Le Petrocaribe, c’est quoi?
Le président René Préval a signé en 2006 l’accord Petrocaribe avec son homologue vénézuélien Hugo Chávez. Haïti paie une partie du pétrole au comptant et une autre partie à un taux préférentiel de 1 % dans un délai de 17 à 21 années avec deux années de grâce. Cette somme équivaut aujourd’hui à une dette de plus de quatre milliards de dollars américains. Elle devait être investie dans des projets de développement durable qui n’ont pas laissé beaucoup de traces. La dilapidation de cette fortune a eu lieu en grande partie sous le gouvernement de Michel Martelly, le mentor du président Jovenel.
Les racines de la colère
Ces luttes conjoncturelles se sont superposées à des luttes structurelles. Il est presque impossible de bien cerner le contour des actuelles perturbations si on les sépare de la charpente socio- économique et culturelle du pays. C’est pourquoi, même s’il ne nous revient pas de retracer l’histoire du pays, il s’avère nécessaire de faire ce rappel très panoramique.
Haïti est née avec deux projets issus de deux visions de classe différentes. La majorité des anciens esclaves – devenus aujourd’hui des paysans moyens, parcellaires ou même des champarts – voulaient développer une culture vivrière pour sauvegarder leur indépendance durement acquise. C’était la promotion avant la lettre de « la souveraineté alimentaire ». La nouvelle oligarchie, elle, encourageait la culture de denrées pour l’exportation. Elle était encore empêtrée de l’esprit et fascinée du schéma de développement des colons esclavagistes français qu’elle avait physiquement combattus. Les masses rurales, dès l’aube de la déclaration officielle de notre indépendance, n’ont jamais accepté leur état de sujétion. Elles guettaient la moindre occasion pour se soulever en vue de conquérir un droit qu’elles n’avaient en réalité jamais eu. Dans un premier moment, c’était les Français et les Allemands qui, avec le concours des dirigeants haïtiens, dominaient l’économie et la finance haïtiennes. Aujourd’hui, en raison de la première occupation américaine qui a duré 19 ans (de 1915 à 1934), les Américains ont une influence prépondérante sur la politique nationale, même sur la présidente ou le président qui doit sortir des urnes1.
Plus de deux siècles après le choix initial d’une économie d’exportation, la formation haïtienne n’a pas connu de grand changement dans sa nature. L’écart social s’est creusé davantage entre les masses populaires et les classes dominantes du fait de tous les obstacles tendus par les classes politiciennes traditionnelles pour maintenir le statu quo.

### Données fournies
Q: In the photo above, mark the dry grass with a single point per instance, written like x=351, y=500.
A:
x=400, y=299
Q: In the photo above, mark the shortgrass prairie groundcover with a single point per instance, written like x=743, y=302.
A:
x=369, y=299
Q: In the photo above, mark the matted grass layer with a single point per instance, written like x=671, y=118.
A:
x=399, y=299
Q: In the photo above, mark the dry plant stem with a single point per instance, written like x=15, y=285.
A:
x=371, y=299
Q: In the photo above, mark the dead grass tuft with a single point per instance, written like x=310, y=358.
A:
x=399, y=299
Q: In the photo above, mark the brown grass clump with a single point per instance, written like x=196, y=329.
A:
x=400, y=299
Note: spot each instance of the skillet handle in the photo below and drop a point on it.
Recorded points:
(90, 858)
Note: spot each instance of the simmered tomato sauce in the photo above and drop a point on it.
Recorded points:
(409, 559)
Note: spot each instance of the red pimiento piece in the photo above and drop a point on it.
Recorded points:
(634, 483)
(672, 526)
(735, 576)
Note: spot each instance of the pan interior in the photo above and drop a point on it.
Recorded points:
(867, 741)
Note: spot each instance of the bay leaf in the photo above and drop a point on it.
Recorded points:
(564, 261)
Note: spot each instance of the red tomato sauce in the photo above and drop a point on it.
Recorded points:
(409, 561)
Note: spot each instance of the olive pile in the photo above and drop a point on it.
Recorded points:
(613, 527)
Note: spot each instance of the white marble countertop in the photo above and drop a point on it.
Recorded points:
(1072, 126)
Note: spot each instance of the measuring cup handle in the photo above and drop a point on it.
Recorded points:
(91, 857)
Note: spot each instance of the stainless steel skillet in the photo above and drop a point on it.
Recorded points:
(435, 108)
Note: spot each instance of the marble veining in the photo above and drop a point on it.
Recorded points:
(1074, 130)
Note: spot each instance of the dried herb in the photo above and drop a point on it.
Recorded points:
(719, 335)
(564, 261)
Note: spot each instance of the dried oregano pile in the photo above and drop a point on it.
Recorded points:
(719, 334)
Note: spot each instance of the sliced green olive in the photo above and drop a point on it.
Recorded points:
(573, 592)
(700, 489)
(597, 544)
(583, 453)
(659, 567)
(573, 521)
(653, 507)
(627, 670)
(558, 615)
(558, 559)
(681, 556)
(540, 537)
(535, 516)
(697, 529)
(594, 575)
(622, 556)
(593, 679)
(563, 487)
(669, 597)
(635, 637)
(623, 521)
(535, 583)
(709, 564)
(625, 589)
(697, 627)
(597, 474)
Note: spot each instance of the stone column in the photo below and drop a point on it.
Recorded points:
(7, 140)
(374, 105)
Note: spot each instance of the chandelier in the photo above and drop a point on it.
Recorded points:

### Consigne
D'après le texte sur Haïti, combien de temps a duré la première occupation américaine ? Répondez en une phrase, s'il vous plaît.

### Réponse complète
La première occupation américaine a duré 19 ans, de 1915 à 1934.